# Start of Data provided
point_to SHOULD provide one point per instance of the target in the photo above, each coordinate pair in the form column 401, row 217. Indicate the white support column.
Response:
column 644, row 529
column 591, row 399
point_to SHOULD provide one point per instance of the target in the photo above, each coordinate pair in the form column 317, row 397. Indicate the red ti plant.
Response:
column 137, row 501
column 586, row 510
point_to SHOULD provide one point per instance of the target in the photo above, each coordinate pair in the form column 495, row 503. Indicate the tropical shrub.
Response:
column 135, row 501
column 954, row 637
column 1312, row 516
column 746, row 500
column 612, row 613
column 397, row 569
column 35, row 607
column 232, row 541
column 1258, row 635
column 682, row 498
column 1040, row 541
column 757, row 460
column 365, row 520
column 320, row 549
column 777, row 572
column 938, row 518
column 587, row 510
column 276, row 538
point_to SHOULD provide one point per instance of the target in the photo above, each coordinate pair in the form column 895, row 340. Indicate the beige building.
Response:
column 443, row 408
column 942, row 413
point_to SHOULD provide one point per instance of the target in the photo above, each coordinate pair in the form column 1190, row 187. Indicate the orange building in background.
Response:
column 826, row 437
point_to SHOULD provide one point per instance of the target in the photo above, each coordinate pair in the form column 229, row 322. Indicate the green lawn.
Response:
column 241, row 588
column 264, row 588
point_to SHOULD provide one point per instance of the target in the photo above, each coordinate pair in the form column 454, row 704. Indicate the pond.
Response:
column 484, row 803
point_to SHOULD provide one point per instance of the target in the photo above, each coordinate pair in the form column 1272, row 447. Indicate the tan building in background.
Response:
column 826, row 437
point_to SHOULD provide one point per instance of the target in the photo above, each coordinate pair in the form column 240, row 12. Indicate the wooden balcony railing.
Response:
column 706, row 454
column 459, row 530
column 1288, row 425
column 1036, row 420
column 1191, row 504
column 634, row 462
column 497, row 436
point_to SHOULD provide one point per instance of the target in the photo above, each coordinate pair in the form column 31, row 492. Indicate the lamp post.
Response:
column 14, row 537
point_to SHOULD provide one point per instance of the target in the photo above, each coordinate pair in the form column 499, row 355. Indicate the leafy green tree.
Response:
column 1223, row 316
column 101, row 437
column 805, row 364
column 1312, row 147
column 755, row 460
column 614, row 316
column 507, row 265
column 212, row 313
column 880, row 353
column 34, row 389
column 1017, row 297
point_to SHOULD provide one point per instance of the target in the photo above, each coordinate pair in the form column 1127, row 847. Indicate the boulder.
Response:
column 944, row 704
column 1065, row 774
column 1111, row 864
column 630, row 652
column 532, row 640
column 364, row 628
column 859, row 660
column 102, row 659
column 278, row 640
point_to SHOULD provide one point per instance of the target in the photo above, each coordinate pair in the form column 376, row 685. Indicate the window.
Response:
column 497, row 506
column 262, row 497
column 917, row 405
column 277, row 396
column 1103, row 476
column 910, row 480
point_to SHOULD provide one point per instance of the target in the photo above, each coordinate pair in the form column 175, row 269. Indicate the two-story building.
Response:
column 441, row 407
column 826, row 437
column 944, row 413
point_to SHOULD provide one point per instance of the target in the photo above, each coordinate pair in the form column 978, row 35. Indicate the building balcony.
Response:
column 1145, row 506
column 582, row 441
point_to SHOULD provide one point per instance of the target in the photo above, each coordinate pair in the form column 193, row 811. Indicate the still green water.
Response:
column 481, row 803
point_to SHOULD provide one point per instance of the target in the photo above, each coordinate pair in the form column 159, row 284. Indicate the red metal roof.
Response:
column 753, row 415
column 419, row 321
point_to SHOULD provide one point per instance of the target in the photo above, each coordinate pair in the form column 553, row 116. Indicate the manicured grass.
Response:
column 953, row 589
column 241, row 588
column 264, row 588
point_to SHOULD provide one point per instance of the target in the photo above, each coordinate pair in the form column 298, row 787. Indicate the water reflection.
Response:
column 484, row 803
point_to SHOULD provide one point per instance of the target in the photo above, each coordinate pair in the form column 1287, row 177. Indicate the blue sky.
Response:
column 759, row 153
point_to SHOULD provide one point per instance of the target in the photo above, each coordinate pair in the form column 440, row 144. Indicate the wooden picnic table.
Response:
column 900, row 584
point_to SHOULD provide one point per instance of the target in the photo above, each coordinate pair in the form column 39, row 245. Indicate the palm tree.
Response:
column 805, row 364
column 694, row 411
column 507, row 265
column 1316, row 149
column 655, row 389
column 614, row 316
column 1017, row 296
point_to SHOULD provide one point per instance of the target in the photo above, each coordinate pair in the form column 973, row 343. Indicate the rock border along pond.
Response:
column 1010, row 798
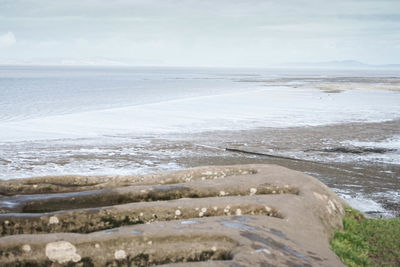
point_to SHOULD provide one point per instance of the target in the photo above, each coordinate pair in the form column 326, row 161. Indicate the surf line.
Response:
column 267, row 155
column 329, row 166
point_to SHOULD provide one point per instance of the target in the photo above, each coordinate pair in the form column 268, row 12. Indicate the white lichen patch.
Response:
column 120, row 254
column 26, row 248
column 53, row 220
column 332, row 205
column 227, row 210
column 319, row 196
column 62, row 252
column 263, row 250
column 253, row 191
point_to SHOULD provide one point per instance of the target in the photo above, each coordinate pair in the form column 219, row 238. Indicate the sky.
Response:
column 221, row 33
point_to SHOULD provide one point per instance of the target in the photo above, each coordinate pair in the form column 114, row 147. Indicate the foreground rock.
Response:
column 213, row 216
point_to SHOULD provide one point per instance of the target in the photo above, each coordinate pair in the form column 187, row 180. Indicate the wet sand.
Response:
column 367, row 177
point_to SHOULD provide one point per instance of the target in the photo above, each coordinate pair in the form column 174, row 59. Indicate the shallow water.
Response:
column 123, row 121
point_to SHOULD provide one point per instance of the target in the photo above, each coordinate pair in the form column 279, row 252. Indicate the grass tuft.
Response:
column 367, row 242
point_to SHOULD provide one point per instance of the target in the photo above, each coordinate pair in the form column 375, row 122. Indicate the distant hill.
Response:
column 342, row 64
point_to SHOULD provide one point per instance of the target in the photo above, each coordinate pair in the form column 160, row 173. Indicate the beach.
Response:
column 338, row 126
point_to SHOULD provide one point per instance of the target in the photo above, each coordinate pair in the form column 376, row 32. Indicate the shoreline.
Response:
column 360, row 174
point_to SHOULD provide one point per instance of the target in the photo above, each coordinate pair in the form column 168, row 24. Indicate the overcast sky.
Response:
column 200, row 32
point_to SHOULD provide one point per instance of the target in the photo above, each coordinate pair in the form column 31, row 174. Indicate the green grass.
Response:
column 367, row 242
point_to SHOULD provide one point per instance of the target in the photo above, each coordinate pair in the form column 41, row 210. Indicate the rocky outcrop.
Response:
column 216, row 216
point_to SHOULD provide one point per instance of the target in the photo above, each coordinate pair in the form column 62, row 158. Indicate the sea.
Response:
column 61, row 120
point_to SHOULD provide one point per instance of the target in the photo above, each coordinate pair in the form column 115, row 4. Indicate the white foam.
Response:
column 271, row 107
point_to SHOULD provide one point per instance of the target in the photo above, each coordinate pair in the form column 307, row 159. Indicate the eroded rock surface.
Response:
column 244, row 215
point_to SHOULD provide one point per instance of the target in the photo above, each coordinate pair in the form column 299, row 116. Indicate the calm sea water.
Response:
column 107, row 121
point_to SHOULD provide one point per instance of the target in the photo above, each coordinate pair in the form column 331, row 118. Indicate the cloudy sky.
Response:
column 199, row 32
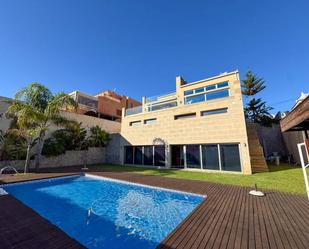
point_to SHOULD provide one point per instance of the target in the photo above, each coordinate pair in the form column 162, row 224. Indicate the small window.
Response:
column 212, row 87
column 189, row 92
column 222, row 84
column 135, row 123
column 185, row 116
column 212, row 112
column 150, row 121
column 118, row 112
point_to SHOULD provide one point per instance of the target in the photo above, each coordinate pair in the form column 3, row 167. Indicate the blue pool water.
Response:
column 123, row 215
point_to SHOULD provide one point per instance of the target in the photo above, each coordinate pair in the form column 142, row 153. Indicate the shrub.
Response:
column 52, row 147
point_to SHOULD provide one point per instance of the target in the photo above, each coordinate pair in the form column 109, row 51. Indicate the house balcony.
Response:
column 154, row 103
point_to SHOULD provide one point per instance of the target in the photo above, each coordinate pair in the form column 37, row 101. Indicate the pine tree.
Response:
column 256, row 110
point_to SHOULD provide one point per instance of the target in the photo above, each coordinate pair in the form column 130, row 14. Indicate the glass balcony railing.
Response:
column 155, row 103
column 134, row 110
column 161, row 97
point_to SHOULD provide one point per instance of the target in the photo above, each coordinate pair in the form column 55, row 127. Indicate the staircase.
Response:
column 258, row 162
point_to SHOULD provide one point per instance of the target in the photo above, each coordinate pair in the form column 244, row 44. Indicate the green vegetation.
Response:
column 283, row 178
column 256, row 109
column 74, row 137
column 35, row 109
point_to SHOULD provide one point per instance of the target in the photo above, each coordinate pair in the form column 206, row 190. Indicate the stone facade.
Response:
column 222, row 128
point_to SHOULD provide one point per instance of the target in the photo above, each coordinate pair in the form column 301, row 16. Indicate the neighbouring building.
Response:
column 106, row 105
column 199, row 126
column 87, row 121
column 295, row 126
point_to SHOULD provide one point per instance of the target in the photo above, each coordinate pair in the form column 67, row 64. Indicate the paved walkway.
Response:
column 227, row 218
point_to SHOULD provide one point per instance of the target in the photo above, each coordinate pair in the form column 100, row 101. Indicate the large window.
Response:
column 217, row 94
column 159, row 154
column 145, row 155
column 185, row 116
column 195, row 99
column 210, row 92
column 210, row 157
column 230, row 159
column 148, row 155
column 221, row 157
column 215, row 111
column 135, row 123
column 193, row 156
column 128, row 155
column 150, row 121
column 87, row 101
column 177, row 156
column 138, row 155
column 162, row 105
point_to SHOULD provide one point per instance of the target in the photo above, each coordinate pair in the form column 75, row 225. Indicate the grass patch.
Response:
column 283, row 178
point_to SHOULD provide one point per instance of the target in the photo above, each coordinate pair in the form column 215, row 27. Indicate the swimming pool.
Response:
column 103, row 213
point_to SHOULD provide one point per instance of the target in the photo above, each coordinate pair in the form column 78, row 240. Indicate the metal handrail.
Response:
column 303, row 165
column 157, row 97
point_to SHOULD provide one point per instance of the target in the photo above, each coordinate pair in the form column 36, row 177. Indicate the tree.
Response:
column 256, row 110
column 98, row 137
column 252, row 85
column 44, row 108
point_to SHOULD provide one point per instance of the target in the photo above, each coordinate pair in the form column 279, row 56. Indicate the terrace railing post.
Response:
column 304, row 166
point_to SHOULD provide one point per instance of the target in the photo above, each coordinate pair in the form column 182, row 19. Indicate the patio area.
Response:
column 227, row 218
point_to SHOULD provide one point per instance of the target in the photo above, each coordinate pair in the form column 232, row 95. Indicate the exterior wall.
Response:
column 4, row 122
column 271, row 140
column 221, row 128
column 112, row 149
column 70, row 158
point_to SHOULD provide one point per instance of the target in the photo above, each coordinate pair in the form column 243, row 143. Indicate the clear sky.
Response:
column 138, row 47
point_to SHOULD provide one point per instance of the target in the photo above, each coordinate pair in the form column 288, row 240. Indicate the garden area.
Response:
column 284, row 178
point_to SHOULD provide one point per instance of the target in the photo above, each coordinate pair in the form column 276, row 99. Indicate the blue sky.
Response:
column 138, row 47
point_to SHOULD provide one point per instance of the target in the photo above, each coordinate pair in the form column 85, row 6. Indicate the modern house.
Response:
column 106, row 105
column 199, row 126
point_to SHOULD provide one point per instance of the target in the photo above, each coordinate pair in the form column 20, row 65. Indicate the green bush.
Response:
column 98, row 137
column 52, row 147
column 14, row 147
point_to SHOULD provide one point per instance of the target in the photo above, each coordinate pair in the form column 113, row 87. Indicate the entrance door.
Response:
column 177, row 156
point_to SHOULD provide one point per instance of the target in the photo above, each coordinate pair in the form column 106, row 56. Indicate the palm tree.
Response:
column 44, row 108
column 98, row 137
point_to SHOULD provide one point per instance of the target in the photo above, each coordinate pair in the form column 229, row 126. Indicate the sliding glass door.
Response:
column 210, row 157
column 177, row 156
column 230, row 159
column 193, row 159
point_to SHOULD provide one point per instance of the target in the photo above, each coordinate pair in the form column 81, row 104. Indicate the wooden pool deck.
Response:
column 227, row 218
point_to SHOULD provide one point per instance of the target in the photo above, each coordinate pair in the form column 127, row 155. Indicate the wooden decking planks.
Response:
column 21, row 227
column 227, row 218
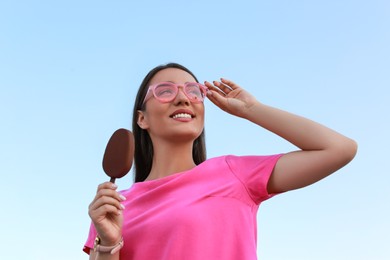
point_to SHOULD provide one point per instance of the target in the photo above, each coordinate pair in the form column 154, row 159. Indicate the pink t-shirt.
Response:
column 208, row 212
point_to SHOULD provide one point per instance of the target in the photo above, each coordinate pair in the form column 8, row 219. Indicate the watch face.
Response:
column 97, row 242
# End of Data provided
Reproduce the records verbatim, from the first line through the line containing "column 586, row 510".

▶ _Finished exercise_:
point_to SHOULD provide one point per instance of the target in the photo above, each coordinate pair in the form column 401, row 217. Indicate the white support column.
Response:
column 644, row 529
column 591, row 399
point_to SHOULD provide one point per instance of the target in the photo above, each coordinate pair in the form column 317, row 397. Indicate the red ti plant.
Response:
column 137, row 501
column 586, row 510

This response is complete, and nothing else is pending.